### About this task
The answer must consist of every line in the data that contains "negative".

### Items from a dataset
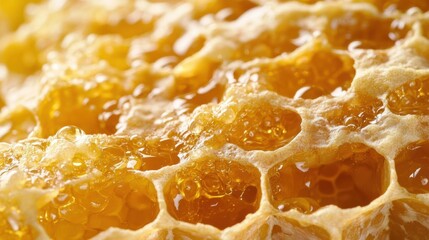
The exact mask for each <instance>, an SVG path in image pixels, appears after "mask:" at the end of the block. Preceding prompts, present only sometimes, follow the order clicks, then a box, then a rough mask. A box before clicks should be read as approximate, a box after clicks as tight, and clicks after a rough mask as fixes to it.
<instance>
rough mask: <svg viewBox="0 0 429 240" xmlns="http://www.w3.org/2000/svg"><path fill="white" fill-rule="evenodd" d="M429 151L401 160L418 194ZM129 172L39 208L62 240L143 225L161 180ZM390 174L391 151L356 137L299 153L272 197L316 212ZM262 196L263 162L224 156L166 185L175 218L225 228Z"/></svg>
mask: <svg viewBox="0 0 429 240" xmlns="http://www.w3.org/2000/svg"><path fill="white" fill-rule="evenodd" d="M427 156H429V141H425V142H417V143H413V144H411V145H409V146H408V147H406V148H404V150H403V151H401V152H400V153H399V154H398V156H397V158H396V169H397V174H398V179H399V183H400V185H402V186H403V187H405V188H406V189H407V190H408V191H409V192H411V193H427V192H429V185H428V178H427V177H428V176H429V167H428V166H429V158H428V157H427ZM124 171H125V172H122V171H120V172H117V173H115V174H116V176H112V177H111V178H106V177H104V178H103V177H100V178H99V179H96V180H94V179H92V180H91V181H88V182H82V183H79V184H73V185H69V186H68V187H66V188H64V189H63V190H62V191H61V192H60V193H59V195H58V196H57V197H56V198H55V199H54V200H53V201H51V203H49V204H48V205H47V206H45V207H44V208H43V209H42V210H41V211H40V212H39V221H40V223H41V224H42V225H43V226H44V227H45V229H46V230H47V232H48V234H49V235H50V236H52V237H55V238H61V237H62V236H67V237H68V238H70V237H71V236H75V237H76V238H81V237H85V238H86V237H91V236H94V235H95V234H97V233H99V232H101V231H103V230H105V229H107V228H109V227H119V228H124V229H139V228H141V227H143V226H144V225H146V224H148V223H149V222H151V221H153V220H154V219H155V218H156V216H157V215H158V212H159V206H158V203H157V197H156V196H157V194H156V190H155V188H154V185H153V184H152V183H151V182H150V181H149V180H148V179H146V178H145V177H143V176H141V175H140V174H139V172H136V171H132V170H124ZM117 174H119V175H120V177H119V175H117ZM389 178H390V177H389V171H388V164H387V161H386V160H385V159H384V157H383V156H381V155H380V154H378V153H377V152H376V151H375V150H374V149H372V148H370V147H367V146H366V145H363V144H360V143H354V144H344V145H342V146H340V147H339V148H338V149H337V151H328V150H320V151H316V152H308V153H303V154H299V155H296V156H292V157H290V158H288V159H286V160H284V161H282V162H280V163H278V164H277V165H275V166H273V167H272V168H271V169H270V170H269V171H268V175H267V180H268V181H267V182H268V185H269V186H268V193H269V200H270V202H271V203H272V205H273V206H274V207H276V208H277V209H279V213H280V212H281V211H288V210H291V209H296V210H298V211H300V212H302V213H304V214H310V213H312V212H314V211H317V210H318V209H319V208H321V207H323V206H326V205H331V204H332V205H336V206H338V207H339V208H342V209H347V208H353V207H357V206H365V205H367V204H369V203H370V202H371V201H373V200H374V199H376V198H377V197H379V196H381V195H382V194H383V193H384V191H385V190H386V188H387V187H388V185H389ZM262 194H263V191H261V174H260V172H259V171H258V169H257V168H256V167H254V166H252V165H250V164H249V163H246V162H240V161H238V160H237V161H235V160H234V161H231V160H225V159H219V158H217V157H205V158H202V159H198V160H196V161H192V162H191V163H189V164H188V165H187V166H185V167H184V168H181V169H180V170H178V172H176V174H175V175H173V177H172V178H171V179H170V180H169V181H168V183H167V185H166V186H165V188H164V196H165V199H166V203H167V209H168V212H169V213H170V215H171V216H173V217H174V218H176V219H178V220H181V221H185V222H189V223H204V224H210V225H212V226H215V227H217V228H219V229H224V228H227V227H230V226H233V225H234V224H237V223H239V222H241V221H242V220H243V219H244V218H245V217H246V215H248V214H250V213H254V212H256V211H257V210H258V208H259V204H260V200H261V196H262ZM64 234H65V235H64Z"/></svg>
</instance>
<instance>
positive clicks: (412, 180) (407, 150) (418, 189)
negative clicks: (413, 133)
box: [395, 141, 429, 194]
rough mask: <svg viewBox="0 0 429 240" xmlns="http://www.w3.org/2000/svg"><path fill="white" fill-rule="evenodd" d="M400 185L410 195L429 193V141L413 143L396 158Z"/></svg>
mask: <svg viewBox="0 0 429 240" xmlns="http://www.w3.org/2000/svg"><path fill="white" fill-rule="evenodd" d="M395 168H396V174H397V175H398V182H399V184H400V185H401V186H402V187H404V188H405V189H407V191H408V192H410V193H416V194H419V193H428V192H429V141H419V142H415V143H411V144H409V145H408V146H406V147H405V148H403V149H401V150H400V151H399V153H398V154H397V156H396V158H395Z"/></svg>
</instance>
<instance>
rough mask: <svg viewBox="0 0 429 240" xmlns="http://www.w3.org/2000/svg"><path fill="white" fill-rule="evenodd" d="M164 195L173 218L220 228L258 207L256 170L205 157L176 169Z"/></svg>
mask: <svg viewBox="0 0 429 240" xmlns="http://www.w3.org/2000/svg"><path fill="white" fill-rule="evenodd" d="M164 195H165V198H166V203H167V209H168V212H169V213H170V214H171V215H172V216H173V217H174V218H175V219H177V220H180V221H185V222H189V223H193V224H196V223H204V224H210V225H212V226H214V227H217V228H219V229H224V228H227V227H231V226H233V225H235V224H237V223H240V222H241V221H243V220H244V218H245V217H246V216H247V215H248V214H251V213H254V212H255V211H256V210H257V209H258V208H259V202H260V199H261V187H260V173H259V171H258V170H257V169H256V168H255V167H253V166H251V165H243V164H240V163H237V162H234V161H231V160H225V159H217V158H215V157H205V158H202V159H198V160H196V161H195V162H193V163H192V164H190V165H188V166H186V167H184V168H181V169H180V170H178V171H177V172H176V173H175V175H173V177H172V178H171V179H170V180H169V182H168V184H167V186H166V188H165V189H164Z"/></svg>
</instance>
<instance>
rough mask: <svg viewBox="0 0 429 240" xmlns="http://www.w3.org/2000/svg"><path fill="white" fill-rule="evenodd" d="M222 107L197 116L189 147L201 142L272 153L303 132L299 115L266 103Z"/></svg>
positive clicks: (196, 116)
mask: <svg viewBox="0 0 429 240" xmlns="http://www.w3.org/2000/svg"><path fill="white" fill-rule="evenodd" d="M222 107H223V108H222V109H213V111H210V112H208V113H205V114H200V115H198V116H196V117H195V119H194V121H193V124H191V126H190V129H189V133H191V134H189V136H188V141H190V145H194V144H195V142H197V140H198V139H201V140H203V141H206V143H207V145H209V146H211V147H215V148H218V147H221V146H223V145H224V144H226V143H232V144H235V145H237V146H238V147H240V148H242V149H244V150H247V151H250V150H263V151H272V150H275V149H278V148H280V147H282V146H284V145H286V144H288V143H289V142H291V141H292V140H293V139H294V138H295V137H296V136H297V135H298V134H299V133H300V132H301V122H302V119H301V117H300V115H299V114H298V113H296V112H295V111H293V110H290V109H286V108H282V107H277V106H273V105H271V104H270V103H268V102H265V101H259V100H249V101H247V102H245V103H244V102H243V103H241V104H239V105H232V106H222ZM261 109H263V111H261ZM217 111H220V113H221V114H219V113H216V112H217ZM206 136H207V137H206Z"/></svg>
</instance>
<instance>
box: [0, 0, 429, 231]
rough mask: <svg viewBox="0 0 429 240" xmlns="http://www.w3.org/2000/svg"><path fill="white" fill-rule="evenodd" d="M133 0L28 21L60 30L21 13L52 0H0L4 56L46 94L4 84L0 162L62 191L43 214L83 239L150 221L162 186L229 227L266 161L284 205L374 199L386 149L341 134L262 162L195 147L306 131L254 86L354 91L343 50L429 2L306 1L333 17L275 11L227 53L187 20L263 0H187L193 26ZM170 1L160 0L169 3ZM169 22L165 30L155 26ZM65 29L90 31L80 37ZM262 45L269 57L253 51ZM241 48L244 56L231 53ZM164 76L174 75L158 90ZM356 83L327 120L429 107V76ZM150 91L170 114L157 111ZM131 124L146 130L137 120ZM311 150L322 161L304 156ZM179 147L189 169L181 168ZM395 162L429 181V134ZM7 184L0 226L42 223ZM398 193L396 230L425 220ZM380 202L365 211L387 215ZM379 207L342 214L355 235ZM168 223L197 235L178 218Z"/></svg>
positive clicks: (305, 0)
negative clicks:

### Response area
negative clicks: (413, 133)
negative clicks:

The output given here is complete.